NERSC’s Kathy Yelick Appointed to the California Council on Science, Technology
Kathy Yelick, Director of the National Energy Research Scientific Computing Center (NERSC) at Lawrence Berkeley National Laboratory (LBNL), has been appointed as a council member to the California Council on Science and Technology (CCST), a nonpartisan, non-profit organization that offers expert advice on science and technology related issues to state government. The CCST Council is an assembly of corporate CEOs, academicians, scientists and scholars, bringing these experts together with those who make policy, to utilize science and technology for the economic and social well-being of California. Currently, 78 members and fellows of CCST are also members of the National Academies, five are Nobel laureates, eight are National Medal of Science recipients, and two are recipients of the National Medal of Technology. Yelick is a professor of computer science at the University of California, Berkeley, in addition to heading NERSC.
LLNL’s Mark Seager Honored by Federal Computer Week
Mark Seager, LLNL assistant department head for Advanced Technologies, has been selected by Federal Computer Week magazine as one of this year’s “Federal 100” top executives from government, industry and academia who had the greatest impact on government information systems in 2008. Seager was selected because of the “difference you made in the way agencies, companies and government officials develop, acquire, manage and use information technology". The nomination was submitted by industry collaborators for Seager’s leadership of the Hyperion Project, a collaboration with 10 industry leaders to advance next-generation Linux high-performance computing clusters.

(Records from a point labeling set)
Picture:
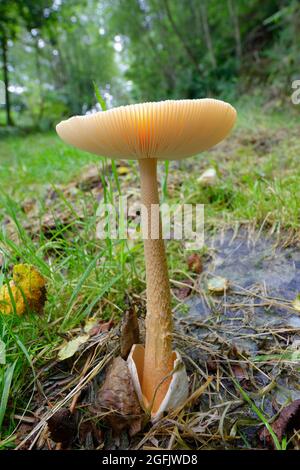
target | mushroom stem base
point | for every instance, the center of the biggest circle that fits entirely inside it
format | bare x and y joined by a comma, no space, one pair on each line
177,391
==
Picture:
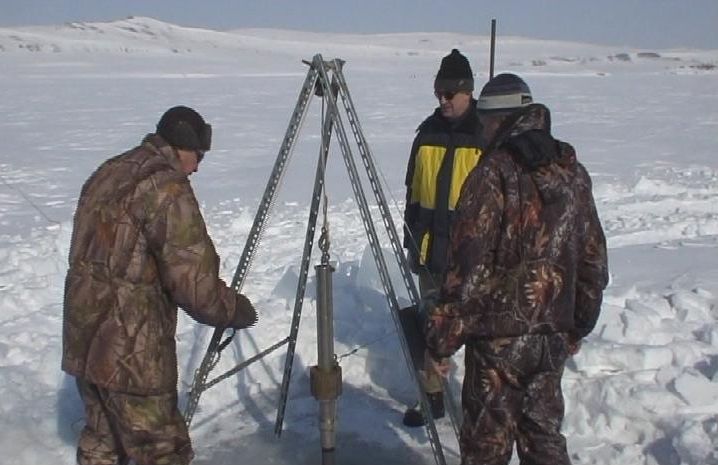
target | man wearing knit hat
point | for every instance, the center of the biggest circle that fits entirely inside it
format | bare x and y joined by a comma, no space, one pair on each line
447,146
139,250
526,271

[Task requirements]:
[1] In the computing news text, could you swap "Hyperion Project" for "Hyperion Initiative" and give the part from "LLNL’s Mark Seager" to "high-performance computing clusters." again?
[2] In the computing news text:
(a) How many members and fellows of CCST are also members of the National Academies?
(b) Who submitted the nomination for Seager?
(c) At which university is Yelick a professor of computer science?

[Worked answers]:
[1]
LLNL’s Mark Seager Honored by Federal Computer Week
Mark Seager, LLNL assistant department head for Advanced Technologies, has been selected by Federal Computer Week magazine as one of this year’s “Federal 100” top executives from government, industry and academia who had the greatest impact on government information systems in 2008. Seager was selected because of the “difference you made in the way agencies, companies and government officials develop, acquire, manage and use information technology". The nomination was submitted by industry collaborators for Seager’s leadership of the Hyperion Initiative, a collaboration with 10 industry leaders to advance next-generation Linux high-performance computing clusters.

[2]
(a) 78
(b) Industry collaborators
(c) The University of California, Berkeley